Macron Tuduh Rusia dan Turki Promosikan Sentimen Anti-Prancis di Afrika - bagbudig

Breaking

Sunday, November 22, 2020

Macron Tuduh Rusia dan Turki Promosikan Sentimen Anti-Prancis di Afrika

Presiden Emmanuel Macron menuduh Rusia dan Turki berusaha mempromosikan sentimen anti-Prancis di Afrika dengan mendanai orang-orang yang menimbulkan kebencian terhadap Prancis di media, dalam sebuah wawancara yang diterbitkan pada hari Jumat (20/11).

“Kita tidak boleh naif dalam hal ini: banyak dari mereka yang berbicara, yang membuat video, yang hadir di media berbahasa Prancis didanai oleh Rusia atau Turki,” katanya kepada majalah Jeune Afrique, menuduh Moskow dan Ankara berusaha “memainkan kebencian pasca-kolonial”.

Dia juga mengatakan Turki berkontribusi pada kesalahpahaman atas pembelaannya atas hak karikatur setelah pemenggalan kepala bulan lalu di luar Paris terhadap seorang guru yang telah menunjukkan kartun Nabi Muhammad di kelasnya.

“Ketika saya memutuskan untuk menyerang Islam radikal … kata-kata saya terdistorsi. Oleh Ikhwanul Muslimin – cukup luas – tetapi juga oleh Turki, yang memiliki kemampuan untuk mempengaruhi banyak opini publik, termasuk di sub-Sahara Afrika,” ujarnya.

Mengulangi posisi yang telah menyebabkan kontroversi besar di Prancis dan sekitarnya selama beberapa bulan terakhir, dia menambahkan: “Saya tidak menyerang Islam, saya menyerang terorisme Islam.”

§

▶ Daftar Tugas:
**a.** Salin persis bagian artikel tentang tuduhan Macron, mulai dari kata-kata yang memuat "Dia juga mengatakan" dan berhenti setelah "Muhammad di kelasnya.".
**b.** Jawab pertanyaan berikut berdasarkan artikel tentang tuduhan Macron:
(i) Kepada majalah apa Macron menyampaikan pernyataannya?
(ii) Pada hari dan tanggal berapa wawancara itu diterbitkan?
(iii) Selain Turki, siapa yang menurut Macron mendistorsi kata-katanya?
**c.** Kota apa saja yang disebut dalam artikel tentang tuduhan Macron?

▶ Cuplikan Data:
§

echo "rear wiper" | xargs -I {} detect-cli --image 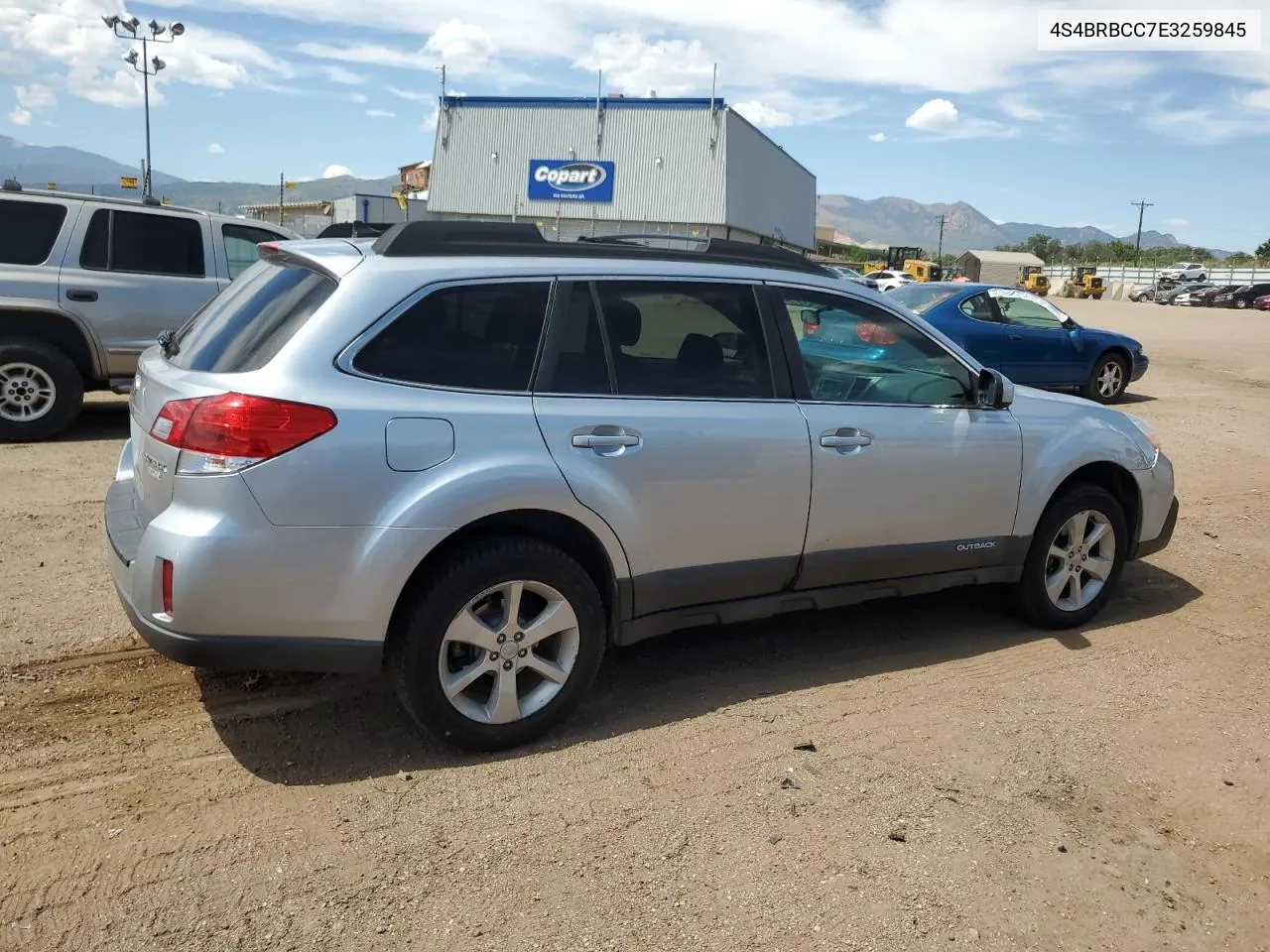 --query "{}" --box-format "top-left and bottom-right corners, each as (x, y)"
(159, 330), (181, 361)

§

▶ Jawaban Akhir:
**a.**
Dia juga mengatakan Turki berkontribusi pada kesalahpahaman atas pembelaannya atas hak karikatur setelah pemenggalan kepala bulan lalu di luar Paris terhadap seorang guru yang telah menunjukkan kartun Nabi Muhammad di kelasnya.

**b.**
(i) Majalah Jeune Afrique.
(ii) Hari Jumat (20/11).
(iii) Ikhwanul Muslimin.

**c.** Moskow, Ankara, Paris